[What the task requires] Return the data below word for word, from its very start through the line containing "Detect: white top", with both ends included. Leave the pictures out of your answer.

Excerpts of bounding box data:
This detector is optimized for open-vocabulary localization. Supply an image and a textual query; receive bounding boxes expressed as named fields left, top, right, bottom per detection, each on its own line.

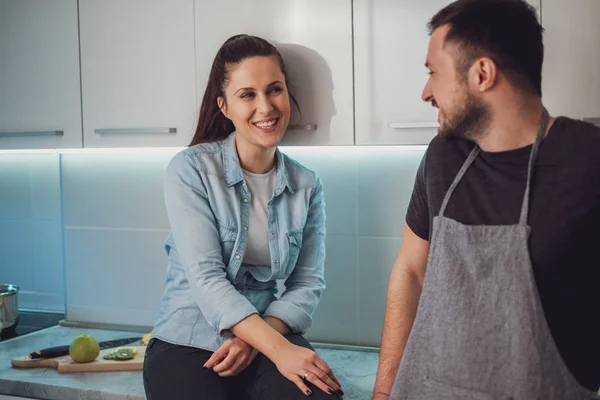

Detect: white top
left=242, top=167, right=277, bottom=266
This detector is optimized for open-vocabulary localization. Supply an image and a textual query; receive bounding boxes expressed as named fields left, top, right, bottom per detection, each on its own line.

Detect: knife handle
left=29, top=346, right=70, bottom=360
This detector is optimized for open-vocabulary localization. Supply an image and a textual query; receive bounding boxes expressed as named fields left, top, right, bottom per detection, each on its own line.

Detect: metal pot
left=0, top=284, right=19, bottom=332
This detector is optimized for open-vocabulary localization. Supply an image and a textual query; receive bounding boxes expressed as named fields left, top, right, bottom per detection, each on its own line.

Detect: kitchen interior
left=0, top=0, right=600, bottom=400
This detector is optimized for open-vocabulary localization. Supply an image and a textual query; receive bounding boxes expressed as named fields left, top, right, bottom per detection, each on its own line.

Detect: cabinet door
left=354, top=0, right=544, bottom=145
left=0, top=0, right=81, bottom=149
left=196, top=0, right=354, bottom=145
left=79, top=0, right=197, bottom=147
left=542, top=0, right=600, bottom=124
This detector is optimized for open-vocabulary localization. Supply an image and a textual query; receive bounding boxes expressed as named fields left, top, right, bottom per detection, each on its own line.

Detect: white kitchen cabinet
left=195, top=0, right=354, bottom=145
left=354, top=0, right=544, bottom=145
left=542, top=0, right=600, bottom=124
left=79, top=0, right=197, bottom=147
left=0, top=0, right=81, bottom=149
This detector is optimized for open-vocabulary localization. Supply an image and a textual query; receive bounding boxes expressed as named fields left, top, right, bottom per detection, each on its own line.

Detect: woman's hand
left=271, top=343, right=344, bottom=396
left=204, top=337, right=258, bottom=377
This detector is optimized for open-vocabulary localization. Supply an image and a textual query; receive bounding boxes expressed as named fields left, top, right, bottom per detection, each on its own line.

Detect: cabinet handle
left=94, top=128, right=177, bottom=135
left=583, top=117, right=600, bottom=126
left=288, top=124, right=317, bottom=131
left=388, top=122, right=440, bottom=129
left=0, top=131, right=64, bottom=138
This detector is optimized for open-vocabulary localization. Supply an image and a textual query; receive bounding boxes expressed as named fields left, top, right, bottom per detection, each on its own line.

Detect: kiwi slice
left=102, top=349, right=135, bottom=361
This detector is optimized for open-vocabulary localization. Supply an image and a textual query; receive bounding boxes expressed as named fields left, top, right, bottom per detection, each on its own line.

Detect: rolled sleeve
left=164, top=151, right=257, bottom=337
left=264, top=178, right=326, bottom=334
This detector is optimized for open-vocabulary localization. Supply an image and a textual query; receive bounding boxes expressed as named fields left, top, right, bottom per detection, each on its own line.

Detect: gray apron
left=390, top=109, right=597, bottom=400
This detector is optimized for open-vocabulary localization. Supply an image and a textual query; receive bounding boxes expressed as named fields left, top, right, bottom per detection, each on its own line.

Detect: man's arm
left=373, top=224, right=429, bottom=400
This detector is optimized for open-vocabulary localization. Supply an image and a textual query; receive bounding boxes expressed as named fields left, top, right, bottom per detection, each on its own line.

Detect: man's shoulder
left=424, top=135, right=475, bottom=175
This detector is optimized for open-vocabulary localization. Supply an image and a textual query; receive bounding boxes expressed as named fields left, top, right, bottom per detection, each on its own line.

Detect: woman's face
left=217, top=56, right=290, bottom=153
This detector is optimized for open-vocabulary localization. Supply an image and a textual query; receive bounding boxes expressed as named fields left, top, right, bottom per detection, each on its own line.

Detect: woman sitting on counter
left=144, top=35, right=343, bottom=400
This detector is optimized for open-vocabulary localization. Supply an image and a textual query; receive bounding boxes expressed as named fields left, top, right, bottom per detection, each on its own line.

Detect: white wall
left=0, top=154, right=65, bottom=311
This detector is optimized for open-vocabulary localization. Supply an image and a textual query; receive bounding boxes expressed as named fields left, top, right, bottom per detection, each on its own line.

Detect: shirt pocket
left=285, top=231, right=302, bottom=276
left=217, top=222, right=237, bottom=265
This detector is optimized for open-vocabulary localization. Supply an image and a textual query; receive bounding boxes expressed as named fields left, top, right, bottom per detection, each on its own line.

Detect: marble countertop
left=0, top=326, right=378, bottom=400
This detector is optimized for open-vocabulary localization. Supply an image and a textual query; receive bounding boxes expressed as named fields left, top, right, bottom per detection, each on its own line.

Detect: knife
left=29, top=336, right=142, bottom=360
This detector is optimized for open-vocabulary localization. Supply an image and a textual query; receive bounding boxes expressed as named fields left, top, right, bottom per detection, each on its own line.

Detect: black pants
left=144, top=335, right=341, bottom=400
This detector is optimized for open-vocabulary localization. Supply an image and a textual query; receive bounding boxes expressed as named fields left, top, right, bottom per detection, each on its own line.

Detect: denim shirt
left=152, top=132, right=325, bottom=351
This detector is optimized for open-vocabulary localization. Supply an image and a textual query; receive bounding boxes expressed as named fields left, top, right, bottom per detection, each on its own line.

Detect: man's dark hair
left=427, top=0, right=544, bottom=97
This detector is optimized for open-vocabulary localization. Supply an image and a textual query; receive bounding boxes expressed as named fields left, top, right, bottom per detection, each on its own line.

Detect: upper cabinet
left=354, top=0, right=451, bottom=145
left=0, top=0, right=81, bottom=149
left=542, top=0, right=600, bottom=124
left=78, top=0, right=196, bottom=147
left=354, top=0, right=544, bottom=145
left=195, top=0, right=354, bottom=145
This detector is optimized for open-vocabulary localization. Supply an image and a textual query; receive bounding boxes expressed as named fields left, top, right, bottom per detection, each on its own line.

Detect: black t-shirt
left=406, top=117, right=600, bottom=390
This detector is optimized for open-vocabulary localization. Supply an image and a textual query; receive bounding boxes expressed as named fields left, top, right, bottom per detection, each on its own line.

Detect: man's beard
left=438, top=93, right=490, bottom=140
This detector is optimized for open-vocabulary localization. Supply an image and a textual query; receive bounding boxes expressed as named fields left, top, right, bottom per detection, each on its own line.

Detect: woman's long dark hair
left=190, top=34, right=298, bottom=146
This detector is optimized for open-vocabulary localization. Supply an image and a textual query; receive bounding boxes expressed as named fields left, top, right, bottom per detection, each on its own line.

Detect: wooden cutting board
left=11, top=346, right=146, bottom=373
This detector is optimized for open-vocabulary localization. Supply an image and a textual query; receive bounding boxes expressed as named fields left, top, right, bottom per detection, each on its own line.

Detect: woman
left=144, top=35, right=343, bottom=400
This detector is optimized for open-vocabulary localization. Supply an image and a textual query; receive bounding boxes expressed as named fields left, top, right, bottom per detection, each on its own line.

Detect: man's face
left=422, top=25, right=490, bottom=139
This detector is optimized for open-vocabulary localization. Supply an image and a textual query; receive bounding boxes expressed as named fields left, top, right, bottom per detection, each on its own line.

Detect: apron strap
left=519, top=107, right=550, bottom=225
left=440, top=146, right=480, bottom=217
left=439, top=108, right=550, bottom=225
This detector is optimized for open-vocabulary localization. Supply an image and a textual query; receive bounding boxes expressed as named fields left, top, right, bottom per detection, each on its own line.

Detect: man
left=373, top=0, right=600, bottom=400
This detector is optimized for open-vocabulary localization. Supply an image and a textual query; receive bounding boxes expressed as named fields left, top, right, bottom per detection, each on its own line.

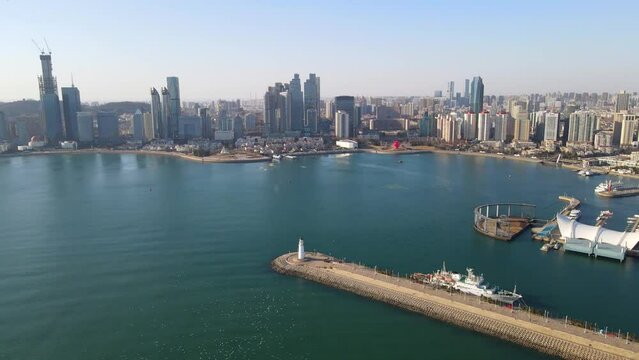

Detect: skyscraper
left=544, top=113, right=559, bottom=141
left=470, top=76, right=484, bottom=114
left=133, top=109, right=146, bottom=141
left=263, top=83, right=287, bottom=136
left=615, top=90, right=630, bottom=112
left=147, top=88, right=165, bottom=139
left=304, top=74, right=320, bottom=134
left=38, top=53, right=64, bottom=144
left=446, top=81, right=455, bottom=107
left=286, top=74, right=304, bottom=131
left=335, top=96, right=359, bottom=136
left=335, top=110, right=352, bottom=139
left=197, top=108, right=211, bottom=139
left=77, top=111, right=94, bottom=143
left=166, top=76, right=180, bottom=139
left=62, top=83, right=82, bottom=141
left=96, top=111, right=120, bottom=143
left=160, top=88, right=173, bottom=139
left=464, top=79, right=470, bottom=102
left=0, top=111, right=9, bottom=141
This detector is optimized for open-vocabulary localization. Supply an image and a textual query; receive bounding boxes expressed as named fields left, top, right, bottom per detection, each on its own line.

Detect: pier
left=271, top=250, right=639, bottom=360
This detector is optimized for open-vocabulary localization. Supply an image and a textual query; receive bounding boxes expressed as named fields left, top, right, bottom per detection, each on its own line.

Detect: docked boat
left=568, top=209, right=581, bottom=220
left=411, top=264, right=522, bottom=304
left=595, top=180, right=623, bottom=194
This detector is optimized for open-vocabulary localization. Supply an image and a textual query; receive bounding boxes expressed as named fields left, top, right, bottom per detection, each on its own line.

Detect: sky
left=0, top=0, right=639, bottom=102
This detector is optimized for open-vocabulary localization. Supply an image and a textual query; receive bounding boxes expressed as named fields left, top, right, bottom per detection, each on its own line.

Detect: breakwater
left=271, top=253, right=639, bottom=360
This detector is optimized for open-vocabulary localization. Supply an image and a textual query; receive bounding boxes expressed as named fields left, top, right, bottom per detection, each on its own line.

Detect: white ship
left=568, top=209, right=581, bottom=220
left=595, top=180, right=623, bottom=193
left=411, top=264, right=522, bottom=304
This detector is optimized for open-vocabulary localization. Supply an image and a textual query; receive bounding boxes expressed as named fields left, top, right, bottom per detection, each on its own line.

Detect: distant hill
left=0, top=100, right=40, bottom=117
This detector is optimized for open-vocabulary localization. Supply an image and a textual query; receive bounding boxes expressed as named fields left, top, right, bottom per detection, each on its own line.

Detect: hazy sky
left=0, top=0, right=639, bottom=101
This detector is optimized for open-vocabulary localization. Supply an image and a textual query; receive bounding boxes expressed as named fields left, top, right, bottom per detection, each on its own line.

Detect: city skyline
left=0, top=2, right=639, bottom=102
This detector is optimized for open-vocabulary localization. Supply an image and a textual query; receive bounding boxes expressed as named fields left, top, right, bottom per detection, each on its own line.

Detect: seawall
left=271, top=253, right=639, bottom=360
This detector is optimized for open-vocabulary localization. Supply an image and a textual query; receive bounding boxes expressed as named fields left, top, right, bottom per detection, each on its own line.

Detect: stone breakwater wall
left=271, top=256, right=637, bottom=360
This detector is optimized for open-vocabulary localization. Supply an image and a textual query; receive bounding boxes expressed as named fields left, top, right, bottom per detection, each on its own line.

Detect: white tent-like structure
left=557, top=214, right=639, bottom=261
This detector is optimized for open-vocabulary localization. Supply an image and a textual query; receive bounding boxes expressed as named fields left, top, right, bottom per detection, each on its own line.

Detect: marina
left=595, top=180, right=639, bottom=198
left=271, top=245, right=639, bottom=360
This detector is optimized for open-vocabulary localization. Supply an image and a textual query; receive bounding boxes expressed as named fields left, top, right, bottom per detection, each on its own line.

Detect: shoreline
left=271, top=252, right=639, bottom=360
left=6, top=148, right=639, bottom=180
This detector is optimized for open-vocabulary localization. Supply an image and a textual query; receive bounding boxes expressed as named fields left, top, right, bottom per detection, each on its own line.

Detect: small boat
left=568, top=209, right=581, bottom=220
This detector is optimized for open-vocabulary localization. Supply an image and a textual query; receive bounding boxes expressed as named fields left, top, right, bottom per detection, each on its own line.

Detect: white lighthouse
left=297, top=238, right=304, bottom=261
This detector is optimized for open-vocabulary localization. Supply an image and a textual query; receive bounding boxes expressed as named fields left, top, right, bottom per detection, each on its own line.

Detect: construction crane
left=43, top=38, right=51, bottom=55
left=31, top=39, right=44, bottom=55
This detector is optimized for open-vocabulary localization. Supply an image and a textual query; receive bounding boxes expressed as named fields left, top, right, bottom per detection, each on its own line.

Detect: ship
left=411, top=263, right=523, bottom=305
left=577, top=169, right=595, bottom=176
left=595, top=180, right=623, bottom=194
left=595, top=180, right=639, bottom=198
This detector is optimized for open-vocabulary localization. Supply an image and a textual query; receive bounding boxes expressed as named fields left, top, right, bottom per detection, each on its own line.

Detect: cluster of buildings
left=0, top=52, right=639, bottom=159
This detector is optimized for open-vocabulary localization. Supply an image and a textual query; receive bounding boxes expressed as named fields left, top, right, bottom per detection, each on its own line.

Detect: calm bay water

[Completed task]
This detector is optimized for open-vocabulary localization. Supply an image and a textual query; receive bounding boxes expressed as named fields left, top, right, bottom per detection, each on its own line.


Detect: white top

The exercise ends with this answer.